▶ Set task: What is needed is an exact copy of the entries below, from the line that contains "Where can you find the grassy" through the final line, both included, and nothing else.

▶ Listed records:
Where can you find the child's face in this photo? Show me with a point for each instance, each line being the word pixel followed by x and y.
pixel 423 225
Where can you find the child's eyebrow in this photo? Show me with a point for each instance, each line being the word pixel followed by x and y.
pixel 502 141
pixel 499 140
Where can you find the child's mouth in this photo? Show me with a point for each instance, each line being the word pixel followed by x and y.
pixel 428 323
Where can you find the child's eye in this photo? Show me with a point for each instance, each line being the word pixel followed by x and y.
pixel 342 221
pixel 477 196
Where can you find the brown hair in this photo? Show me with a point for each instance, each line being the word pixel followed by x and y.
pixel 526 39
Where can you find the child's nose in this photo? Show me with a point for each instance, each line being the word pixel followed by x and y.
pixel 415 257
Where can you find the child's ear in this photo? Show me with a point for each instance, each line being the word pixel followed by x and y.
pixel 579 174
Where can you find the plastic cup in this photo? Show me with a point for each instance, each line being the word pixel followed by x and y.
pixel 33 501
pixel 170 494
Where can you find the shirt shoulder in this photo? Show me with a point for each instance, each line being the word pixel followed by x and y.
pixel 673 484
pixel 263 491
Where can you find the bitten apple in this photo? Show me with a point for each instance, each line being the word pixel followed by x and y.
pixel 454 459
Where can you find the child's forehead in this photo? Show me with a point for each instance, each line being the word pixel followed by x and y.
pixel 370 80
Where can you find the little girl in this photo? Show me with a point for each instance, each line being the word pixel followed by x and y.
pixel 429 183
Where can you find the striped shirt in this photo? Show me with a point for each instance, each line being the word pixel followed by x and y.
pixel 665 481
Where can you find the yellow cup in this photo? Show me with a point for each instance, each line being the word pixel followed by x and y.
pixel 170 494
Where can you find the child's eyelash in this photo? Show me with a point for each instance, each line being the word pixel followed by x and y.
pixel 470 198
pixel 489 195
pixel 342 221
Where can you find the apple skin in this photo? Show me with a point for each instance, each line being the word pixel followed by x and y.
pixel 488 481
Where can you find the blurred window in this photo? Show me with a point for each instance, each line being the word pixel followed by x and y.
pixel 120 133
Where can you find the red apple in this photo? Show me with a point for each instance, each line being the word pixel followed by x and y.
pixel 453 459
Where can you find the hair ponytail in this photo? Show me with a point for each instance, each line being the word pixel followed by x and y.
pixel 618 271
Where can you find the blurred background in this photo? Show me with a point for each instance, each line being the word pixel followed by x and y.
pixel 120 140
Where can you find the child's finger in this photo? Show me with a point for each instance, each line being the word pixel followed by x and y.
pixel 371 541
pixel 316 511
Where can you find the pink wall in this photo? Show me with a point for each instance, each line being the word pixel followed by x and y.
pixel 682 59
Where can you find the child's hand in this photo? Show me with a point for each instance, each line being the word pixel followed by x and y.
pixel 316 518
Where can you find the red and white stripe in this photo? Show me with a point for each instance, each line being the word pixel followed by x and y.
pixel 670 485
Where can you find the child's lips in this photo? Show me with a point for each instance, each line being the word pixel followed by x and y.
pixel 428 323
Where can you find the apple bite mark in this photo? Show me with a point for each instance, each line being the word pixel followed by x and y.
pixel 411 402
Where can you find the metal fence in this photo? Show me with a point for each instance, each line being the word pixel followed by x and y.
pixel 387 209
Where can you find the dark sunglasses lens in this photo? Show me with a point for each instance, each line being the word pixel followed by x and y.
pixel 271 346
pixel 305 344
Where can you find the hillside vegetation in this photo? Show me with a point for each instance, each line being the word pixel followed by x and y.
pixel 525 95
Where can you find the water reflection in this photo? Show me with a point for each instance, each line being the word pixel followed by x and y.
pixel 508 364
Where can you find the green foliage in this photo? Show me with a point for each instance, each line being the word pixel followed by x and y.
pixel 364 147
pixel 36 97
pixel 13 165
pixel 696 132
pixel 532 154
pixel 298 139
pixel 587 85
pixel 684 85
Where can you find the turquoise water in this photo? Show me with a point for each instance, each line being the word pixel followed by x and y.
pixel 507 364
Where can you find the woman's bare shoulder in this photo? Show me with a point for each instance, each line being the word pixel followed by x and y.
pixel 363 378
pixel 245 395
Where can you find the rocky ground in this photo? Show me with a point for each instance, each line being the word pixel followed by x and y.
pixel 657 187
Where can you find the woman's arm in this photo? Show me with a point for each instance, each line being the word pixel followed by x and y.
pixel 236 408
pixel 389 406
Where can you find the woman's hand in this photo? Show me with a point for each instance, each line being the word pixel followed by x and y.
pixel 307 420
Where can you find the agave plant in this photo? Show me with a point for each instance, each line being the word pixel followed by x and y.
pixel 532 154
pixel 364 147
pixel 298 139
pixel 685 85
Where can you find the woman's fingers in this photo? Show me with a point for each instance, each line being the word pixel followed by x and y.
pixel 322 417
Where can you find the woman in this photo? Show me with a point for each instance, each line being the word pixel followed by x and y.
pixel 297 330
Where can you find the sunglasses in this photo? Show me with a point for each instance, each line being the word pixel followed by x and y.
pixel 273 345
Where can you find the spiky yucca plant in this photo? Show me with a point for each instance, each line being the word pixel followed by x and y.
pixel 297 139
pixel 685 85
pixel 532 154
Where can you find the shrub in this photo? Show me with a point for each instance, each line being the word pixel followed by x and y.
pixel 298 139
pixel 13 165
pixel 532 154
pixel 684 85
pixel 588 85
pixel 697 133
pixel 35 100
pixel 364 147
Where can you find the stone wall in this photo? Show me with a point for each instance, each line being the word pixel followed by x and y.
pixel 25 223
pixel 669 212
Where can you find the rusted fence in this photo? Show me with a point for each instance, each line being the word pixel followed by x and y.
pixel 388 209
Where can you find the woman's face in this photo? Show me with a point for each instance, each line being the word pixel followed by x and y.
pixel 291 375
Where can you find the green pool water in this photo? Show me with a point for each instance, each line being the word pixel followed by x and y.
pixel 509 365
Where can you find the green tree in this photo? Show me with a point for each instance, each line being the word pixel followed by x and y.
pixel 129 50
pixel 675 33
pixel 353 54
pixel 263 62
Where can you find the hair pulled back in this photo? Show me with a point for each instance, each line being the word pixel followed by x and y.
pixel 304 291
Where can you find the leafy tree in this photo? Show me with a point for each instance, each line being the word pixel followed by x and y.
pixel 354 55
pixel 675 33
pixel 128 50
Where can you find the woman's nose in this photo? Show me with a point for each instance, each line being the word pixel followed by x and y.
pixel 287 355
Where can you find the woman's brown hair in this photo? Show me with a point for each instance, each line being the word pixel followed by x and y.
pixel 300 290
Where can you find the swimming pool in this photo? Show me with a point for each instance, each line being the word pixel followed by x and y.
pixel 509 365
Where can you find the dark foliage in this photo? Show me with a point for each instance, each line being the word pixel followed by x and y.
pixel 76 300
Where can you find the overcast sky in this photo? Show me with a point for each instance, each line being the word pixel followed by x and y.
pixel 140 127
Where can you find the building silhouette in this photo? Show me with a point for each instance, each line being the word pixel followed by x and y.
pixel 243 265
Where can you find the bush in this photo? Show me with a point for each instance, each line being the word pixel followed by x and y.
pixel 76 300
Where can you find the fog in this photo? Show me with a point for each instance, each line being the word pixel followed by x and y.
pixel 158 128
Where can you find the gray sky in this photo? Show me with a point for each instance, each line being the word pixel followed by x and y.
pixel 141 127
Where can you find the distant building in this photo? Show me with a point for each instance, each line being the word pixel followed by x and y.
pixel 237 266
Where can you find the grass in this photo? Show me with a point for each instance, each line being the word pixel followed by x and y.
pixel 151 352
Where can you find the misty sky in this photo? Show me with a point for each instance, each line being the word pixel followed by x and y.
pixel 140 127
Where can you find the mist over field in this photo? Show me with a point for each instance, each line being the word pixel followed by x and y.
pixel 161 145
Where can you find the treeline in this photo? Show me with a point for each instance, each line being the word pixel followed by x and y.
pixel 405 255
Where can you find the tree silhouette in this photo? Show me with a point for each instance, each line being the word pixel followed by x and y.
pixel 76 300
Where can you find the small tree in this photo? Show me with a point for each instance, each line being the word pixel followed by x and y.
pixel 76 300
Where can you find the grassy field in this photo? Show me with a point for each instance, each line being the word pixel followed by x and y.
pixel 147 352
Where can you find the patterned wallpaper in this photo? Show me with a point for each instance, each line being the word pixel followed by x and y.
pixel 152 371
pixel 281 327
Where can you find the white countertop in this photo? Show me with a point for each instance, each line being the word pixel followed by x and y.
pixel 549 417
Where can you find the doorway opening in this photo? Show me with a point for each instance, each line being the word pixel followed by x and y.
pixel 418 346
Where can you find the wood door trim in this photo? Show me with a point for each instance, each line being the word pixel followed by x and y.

▶ Task output:
Where can you find the grassy field in this photo? Show me with a point for each instance, each line being the word pixel followed by x and y.
pixel 147 352
Where can you find the patterned wallpaper in this photo? Show me with a point for each instance, each line being the word pixel followed by x and y.
pixel 152 371
pixel 281 327
Where can you find the white countertop in this photo? Show me with a point for each instance, each line being the word pixel followed by x and y.
pixel 549 417
Where can you find the doorway opening in this photo? Show me with a point for each instance, each line being the word pixel followed by x and y.
pixel 418 346
Where can you find the wood door trim in this photo? Show me with a point for each instance, each line being the word pixel followed by x and y.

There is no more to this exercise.